Have you ever been locked into trying to take a particular buck, especially an o-l-d, wily Whitetail that has survived at least six or more hunting seasons?
I have! There is nothing easy about it!
I started hunting Whitetails when I was four, sitting in a tree with my dad. By the time I was six, I was sitting by myself in a “deer stand.” (Back then, that meant sitting on a limb in a tree.) My “deer rifle” during those early years was a single-shot .22 Rimfire, back when rimfires were legal for deer. Thankfully, that’s not so today.
As I matured in age and hunting experience, and years before I made my living as an outdoor writer and hunting for the camera, I dearly loved the challenge of going after one particular buck. Most times “that” buck made it through the hunting season unscathed. But some years he ended up in my freezer. During those years I learned a considerable amount about mature Whitetail bucks. Thankfully back then, I got to hunt more than one ranch. I did not lock into a certain buck other than knowing my target needed to be mature (at least five years old or older.) I also took one or two does each fall. So, I knew my young family was not going to go hungry during the winter.

DATA SHOWN:
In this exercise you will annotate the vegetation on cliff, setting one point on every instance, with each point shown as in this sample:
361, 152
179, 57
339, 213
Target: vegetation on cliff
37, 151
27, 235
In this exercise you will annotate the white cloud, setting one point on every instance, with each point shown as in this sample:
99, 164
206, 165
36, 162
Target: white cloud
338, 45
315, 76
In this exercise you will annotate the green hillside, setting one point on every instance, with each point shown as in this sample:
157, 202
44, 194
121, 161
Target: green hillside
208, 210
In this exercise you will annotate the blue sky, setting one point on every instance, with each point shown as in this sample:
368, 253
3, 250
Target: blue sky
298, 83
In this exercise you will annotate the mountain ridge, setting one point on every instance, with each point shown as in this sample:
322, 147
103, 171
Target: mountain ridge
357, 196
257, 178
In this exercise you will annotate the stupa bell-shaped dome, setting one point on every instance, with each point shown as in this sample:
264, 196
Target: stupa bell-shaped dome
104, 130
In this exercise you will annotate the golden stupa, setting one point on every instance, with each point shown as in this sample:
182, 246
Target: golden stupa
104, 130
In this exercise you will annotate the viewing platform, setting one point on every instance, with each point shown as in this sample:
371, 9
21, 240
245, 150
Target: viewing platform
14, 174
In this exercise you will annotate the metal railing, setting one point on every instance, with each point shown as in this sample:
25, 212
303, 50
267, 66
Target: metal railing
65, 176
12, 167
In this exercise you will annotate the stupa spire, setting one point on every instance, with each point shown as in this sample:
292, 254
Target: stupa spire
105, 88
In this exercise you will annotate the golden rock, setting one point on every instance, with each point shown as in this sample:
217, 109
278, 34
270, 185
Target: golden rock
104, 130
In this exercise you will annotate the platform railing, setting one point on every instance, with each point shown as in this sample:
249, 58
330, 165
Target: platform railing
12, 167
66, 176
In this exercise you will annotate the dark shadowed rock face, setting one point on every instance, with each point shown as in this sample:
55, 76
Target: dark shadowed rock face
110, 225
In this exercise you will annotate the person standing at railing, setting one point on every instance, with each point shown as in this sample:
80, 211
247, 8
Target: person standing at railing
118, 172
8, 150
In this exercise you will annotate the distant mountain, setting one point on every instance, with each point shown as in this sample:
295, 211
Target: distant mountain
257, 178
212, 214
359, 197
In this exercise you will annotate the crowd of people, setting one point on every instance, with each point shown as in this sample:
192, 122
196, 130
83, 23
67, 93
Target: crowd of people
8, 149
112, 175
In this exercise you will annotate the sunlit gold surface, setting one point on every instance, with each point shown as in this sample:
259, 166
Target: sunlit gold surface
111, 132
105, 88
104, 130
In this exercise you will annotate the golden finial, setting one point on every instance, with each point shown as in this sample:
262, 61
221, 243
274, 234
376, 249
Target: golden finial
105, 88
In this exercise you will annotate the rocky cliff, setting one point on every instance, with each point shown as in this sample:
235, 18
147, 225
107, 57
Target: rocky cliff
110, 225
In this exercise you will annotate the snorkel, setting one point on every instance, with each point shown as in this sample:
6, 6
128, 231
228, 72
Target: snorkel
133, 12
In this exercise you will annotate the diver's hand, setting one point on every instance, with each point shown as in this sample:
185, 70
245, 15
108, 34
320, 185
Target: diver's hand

BRIEF A: In the deer hunting text, what was the writer's deer rifle during the early years?
BRIEF B: Retype the part of the deer hunting text starting with "I have! There" and going on through "not so today.".

TASK RESPONSE A: A single-shot .22 Rimfire.

TASK RESPONSE B:
I have! There is nothing easy about it!
I started hunting Whitetails when I was four, sitting in a tree with my dad. By the time I was six, I was sitting by myself in a “deer stand.” (Back then, that meant sitting on a limb in a tree.) My “deer rifle” during those early years was a single-shot .22 Rimfire, back when rimfires were legal for deer. Thankfully, that’s not so today.